AIM:
Extend the forum thread below about C++ and class-based OOP, continuing on from its last post.

This line appears to be a snide remark at class-based OOP, for which a regular
criticism is that real-world projects rarely slot neatly into the sort of "Cow
is-a Mammal is-a Animal" taxonomical hierarchy that is used to teach class-
based OOP in school. Rust doesn't have classes or taxonomical hierarchies, and
encourages struct-first POD design (similar to C), augmented by traits which
provide shallow has-a relationships (composition) rather than deep is-a
relationships (inheritance).

------
pjc50
2001ish? Besides, it's a really tired debate/joke. Yes, it's hard to learn and
has a bunch of misfeatures. But, like Javascript, it's widely adopted and in
use on so many real projects that you're not going to get to rewrite.

------
Raphmedia
If you only want to read the joke interview, here's a website with a better
layout:
[http://harmful.cat-v.org/software/c++/I_did_it_for_you_all](http://harmful.cat-v.org/software/c++/I_did_it_for_you_all)

SUPPLIED INFORMATION:

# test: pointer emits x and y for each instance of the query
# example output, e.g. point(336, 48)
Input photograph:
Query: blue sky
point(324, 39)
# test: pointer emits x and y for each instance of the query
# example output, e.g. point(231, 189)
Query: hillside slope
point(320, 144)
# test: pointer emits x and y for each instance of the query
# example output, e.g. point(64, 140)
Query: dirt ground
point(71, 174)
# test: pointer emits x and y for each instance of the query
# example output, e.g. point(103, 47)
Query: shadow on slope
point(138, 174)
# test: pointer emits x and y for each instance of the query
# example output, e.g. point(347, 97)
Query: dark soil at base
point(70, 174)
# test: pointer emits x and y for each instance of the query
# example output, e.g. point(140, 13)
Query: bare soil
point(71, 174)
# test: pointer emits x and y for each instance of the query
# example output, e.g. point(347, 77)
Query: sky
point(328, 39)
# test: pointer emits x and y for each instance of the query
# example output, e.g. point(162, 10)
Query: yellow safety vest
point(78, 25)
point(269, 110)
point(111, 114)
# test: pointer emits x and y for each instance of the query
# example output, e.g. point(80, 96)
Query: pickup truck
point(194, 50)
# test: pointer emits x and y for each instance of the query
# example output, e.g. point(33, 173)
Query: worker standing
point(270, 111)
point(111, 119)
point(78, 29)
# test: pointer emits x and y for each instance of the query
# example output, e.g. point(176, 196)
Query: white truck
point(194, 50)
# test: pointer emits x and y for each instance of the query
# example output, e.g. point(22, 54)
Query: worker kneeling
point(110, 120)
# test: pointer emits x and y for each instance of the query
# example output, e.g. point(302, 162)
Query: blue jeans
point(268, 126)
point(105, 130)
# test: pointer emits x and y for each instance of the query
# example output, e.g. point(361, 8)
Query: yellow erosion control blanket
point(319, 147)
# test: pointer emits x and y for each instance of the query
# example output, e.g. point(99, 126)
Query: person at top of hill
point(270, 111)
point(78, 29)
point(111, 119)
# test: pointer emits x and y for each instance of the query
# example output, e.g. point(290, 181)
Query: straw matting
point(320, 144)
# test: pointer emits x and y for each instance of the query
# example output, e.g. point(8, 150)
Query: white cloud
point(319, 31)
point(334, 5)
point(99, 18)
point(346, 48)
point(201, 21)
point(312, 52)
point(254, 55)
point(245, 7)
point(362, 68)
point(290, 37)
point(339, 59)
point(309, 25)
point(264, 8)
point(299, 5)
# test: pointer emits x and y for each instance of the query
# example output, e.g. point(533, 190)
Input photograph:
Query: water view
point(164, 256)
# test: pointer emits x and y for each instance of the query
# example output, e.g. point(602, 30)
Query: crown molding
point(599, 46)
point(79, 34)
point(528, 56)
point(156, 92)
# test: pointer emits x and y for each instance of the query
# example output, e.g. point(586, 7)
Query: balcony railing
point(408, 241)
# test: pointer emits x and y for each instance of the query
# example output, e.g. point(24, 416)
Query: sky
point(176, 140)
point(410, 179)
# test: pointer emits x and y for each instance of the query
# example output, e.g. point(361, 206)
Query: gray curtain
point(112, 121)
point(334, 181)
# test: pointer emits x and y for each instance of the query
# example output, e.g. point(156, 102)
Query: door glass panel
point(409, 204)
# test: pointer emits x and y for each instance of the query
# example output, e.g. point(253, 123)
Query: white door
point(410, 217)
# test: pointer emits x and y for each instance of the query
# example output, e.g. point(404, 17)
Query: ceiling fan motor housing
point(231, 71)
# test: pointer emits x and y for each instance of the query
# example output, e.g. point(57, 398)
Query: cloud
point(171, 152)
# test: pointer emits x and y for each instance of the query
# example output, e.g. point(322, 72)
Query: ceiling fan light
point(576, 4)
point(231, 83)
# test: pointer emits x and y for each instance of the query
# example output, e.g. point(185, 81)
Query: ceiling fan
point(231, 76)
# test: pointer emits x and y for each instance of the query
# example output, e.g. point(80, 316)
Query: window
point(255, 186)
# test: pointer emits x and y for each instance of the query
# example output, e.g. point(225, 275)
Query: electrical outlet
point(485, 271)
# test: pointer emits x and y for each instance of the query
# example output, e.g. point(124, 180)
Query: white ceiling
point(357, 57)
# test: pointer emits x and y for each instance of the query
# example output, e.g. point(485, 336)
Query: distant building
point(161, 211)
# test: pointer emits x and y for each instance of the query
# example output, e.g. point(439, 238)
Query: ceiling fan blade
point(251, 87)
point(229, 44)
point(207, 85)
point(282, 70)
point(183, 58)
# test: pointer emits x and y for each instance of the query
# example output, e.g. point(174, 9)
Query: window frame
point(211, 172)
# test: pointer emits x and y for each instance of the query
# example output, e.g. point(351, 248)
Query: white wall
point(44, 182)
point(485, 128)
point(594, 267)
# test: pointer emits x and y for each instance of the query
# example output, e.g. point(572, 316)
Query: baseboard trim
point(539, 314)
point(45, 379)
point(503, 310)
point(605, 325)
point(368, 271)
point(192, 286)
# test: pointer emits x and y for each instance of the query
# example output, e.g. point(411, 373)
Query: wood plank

ANSWER TO THIS TASK:
------
DonHopkins
No joke! No joke! You're the joke!

[http://www.stroustrup.com/whitespace98.pdf](http://www.stroustrup.com/whitespace98.pdf)

Generalizing Overloading for C++2000. Bjarne Stroustrup. AT&T Labs, Florham
Park, NJ, USA.

------
cogs
I know C++ isn't really dying off, but what _is_ the best platform-agnostic
compiled object-orientated language these days?

I liked Borland Pascal, and I know Delphi is kind of ticking along, but I'd
rather invest in a language that is growing.

Swift looks nice but still seems too Apple focused.

Don't want to start a war, just open to some tips on the ecosystem..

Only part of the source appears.